== PROBLEMS TO WORK ON ==
1 - Set down the part of the text on weeds that opens with the words containing "We’ve Forgotten How" and closes with "though, so sad.", copying it word for word.
2 - Which herbicide does the text on weeds name as one that leaches toxins into the environment?
3 - List every herb the text on weeds says is growing in the garden.

We’ve Forgotten How to Use Weeds

Ironically, Mint is a Weed

I was looking at my pretty unorganized garden – weeds growing wild, absolutely no organization – and feeling pretty grateful that I could still harvest some good from it.  Got some beets up in there, corn coming in good, tons of herbs – basil, oregano, cilantro, mint – represent.  Even got a pumpkin or two coming through.  All the spinach died though, so sad.

Then I started thinking about how we, in the modern world, have absolutely no idea about how to use native plants in agriculture.  Think about it.  Modern agriculture is characterized largely by monoculture farming, which depends on replacing acres and acres of native crops with one species, which then becomes highly vulnerable to pests, disease, and so on.  In order to mitigate against that, we use tons of chemical pesticides and herbicides like atrazine, which leaches toxins into our environment.

Stored data entries:
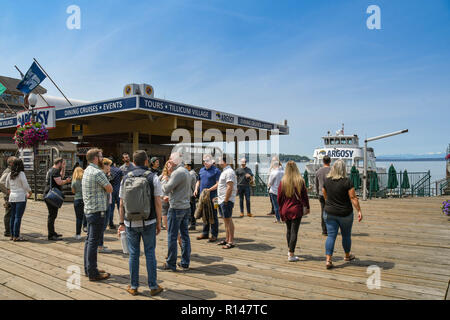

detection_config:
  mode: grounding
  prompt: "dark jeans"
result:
[108,193,120,226]
[167,208,191,270]
[286,217,302,252]
[84,212,105,278]
[323,211,353,256]
[202,200,219,238]
[10,200,27,238]
[269,193,281,221]
[319,196,327,234]
[3,197,11,235]
[191,197,197,226]
[126,223,158,289]
[98,205,111,247]
[73,199,86,235]
[238,186,251,213]
[45,202,59,238]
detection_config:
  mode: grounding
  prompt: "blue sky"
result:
[0,0,450,156]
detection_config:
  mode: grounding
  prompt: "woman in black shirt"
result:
[322,160,362,269]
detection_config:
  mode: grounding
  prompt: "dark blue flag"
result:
[17,62,46,94]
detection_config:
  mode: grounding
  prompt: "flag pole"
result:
[33,58,73,107]
[14,66,39,201]
[14,65,50,111]
[0,95,17,114]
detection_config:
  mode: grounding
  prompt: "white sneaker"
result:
[98,247,112,253]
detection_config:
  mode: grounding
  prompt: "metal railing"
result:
[253,171,436,198]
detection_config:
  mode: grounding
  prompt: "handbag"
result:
[294,188,308,216]
[44,171,64,208]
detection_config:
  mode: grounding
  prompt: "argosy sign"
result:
[317,149,355,159]
[17,107,56,129]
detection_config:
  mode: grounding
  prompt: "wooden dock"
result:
[0,197,450,300]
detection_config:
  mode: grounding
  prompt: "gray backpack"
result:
[122,171,152,221]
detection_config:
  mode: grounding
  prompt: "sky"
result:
[0,0,450,156]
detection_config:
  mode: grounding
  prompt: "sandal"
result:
[344,254,356,261]
[13,237,28,242]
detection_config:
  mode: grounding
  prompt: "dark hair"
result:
[133,150,148,167]
[222,153,228,164]
[11,159,25,180]
[53,158,64,166]
[86,148,103,163]
[6,156,17,166]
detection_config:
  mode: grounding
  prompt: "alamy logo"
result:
[366,5,381,30]
[66,4,81,30]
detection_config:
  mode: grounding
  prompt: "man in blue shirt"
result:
[194,154,221,242]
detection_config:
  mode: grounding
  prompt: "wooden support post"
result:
[133,131,139,153]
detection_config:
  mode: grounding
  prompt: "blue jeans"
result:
[108,193,120,226]
[84,212,105,278]
[202,200,219,238]
[126,223,158,289]
[323,211,353,256]
[98,204,109,247]
[167,208,192,270]
[269,193,281,221]
[238,186,251,213]
[9,200,27,238]
[73,199,86,235]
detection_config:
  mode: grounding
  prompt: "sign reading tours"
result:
[139,97,211,120]
[16,107,56,129]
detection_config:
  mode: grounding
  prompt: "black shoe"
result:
[177,262,189,271]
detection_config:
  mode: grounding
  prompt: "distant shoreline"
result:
[376,158,446,162]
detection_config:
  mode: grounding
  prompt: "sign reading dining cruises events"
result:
[0,96,289,134]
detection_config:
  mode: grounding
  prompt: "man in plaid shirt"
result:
[81,148,113,281]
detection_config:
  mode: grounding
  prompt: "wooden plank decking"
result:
[0,197,450,300]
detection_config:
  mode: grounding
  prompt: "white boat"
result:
[306,125,386,182]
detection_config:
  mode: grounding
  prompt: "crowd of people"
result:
[0,148,362,295]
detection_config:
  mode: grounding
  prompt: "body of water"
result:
[377,161,446,181]
[249,161,446,182]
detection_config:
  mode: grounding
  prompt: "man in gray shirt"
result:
[0,157,16,237]
[162,152,192,271]
[315,156,331,236]
[184,163,198,230]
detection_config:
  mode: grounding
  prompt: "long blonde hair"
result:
[281,160,305,198]
[327,159,347,180]
[72,167,84,181]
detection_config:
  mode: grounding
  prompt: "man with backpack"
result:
[118,150,163,296]
[162,152,191,271]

== EXPECTED RESPONSES ==
1 -
We’ve Forgotten How to Use Weeds

Ironically, Mint is a Weed

I was looking at my pretty unorganized garden – weeds growing wild, absolutely no organization – and feeling pretty grateful that I could still harvest some good from it.  Got some beets up in there, corn coming in good, tons of herbs – basil, oregano, cilantro, mint – represent.  Even got a pumpkin or two coming through.  All the spinach died though, so sad.

2 - Atrazine

3 - Basil, oregano, cilantro, mint